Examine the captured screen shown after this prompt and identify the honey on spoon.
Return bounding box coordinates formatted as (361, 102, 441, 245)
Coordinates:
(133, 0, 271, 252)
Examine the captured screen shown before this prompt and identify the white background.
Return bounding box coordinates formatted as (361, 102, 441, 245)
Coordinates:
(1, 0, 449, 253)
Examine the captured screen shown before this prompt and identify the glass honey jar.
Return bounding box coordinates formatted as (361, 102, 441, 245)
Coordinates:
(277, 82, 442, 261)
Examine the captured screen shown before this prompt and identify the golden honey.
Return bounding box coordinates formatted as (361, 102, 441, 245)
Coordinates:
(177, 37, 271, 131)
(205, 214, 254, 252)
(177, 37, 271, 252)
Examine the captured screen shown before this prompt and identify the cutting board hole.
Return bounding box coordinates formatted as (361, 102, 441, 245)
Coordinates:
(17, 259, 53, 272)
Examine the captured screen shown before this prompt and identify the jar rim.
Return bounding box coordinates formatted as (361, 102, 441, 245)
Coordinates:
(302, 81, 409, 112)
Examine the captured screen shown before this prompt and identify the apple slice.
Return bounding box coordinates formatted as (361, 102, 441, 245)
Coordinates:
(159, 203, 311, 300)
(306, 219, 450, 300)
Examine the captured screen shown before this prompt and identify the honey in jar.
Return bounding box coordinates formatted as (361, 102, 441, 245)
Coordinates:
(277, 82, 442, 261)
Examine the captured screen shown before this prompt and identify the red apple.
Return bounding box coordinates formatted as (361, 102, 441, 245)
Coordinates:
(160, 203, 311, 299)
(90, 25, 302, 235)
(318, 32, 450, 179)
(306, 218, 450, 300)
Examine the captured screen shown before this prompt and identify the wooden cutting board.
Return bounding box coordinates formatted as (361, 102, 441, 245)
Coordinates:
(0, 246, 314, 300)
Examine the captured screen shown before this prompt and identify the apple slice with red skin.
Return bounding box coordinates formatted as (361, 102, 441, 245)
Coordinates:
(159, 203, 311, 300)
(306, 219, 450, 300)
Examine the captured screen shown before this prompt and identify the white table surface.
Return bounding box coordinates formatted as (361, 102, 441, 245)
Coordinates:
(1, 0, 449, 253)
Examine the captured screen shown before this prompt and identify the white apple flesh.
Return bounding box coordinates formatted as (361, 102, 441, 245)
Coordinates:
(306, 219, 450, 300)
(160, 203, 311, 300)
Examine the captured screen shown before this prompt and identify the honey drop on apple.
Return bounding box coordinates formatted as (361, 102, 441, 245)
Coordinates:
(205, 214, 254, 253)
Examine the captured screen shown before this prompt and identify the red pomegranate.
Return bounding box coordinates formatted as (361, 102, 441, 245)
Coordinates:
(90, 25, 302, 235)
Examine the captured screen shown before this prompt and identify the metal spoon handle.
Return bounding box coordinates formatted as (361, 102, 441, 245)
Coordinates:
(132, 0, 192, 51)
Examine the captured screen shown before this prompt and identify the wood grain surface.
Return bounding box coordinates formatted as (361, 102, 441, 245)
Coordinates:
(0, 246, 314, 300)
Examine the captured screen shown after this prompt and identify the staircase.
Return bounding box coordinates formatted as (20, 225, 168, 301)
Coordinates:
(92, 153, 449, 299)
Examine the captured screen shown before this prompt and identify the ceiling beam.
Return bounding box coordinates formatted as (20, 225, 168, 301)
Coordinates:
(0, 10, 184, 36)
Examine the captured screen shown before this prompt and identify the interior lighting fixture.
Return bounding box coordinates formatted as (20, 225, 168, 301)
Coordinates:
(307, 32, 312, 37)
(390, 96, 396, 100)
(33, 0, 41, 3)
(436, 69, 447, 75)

■ **What the exercise asks**: Give the number of lines in the entries that hold the word "spoon", and nothing else.

■ **Reply to the task**: 2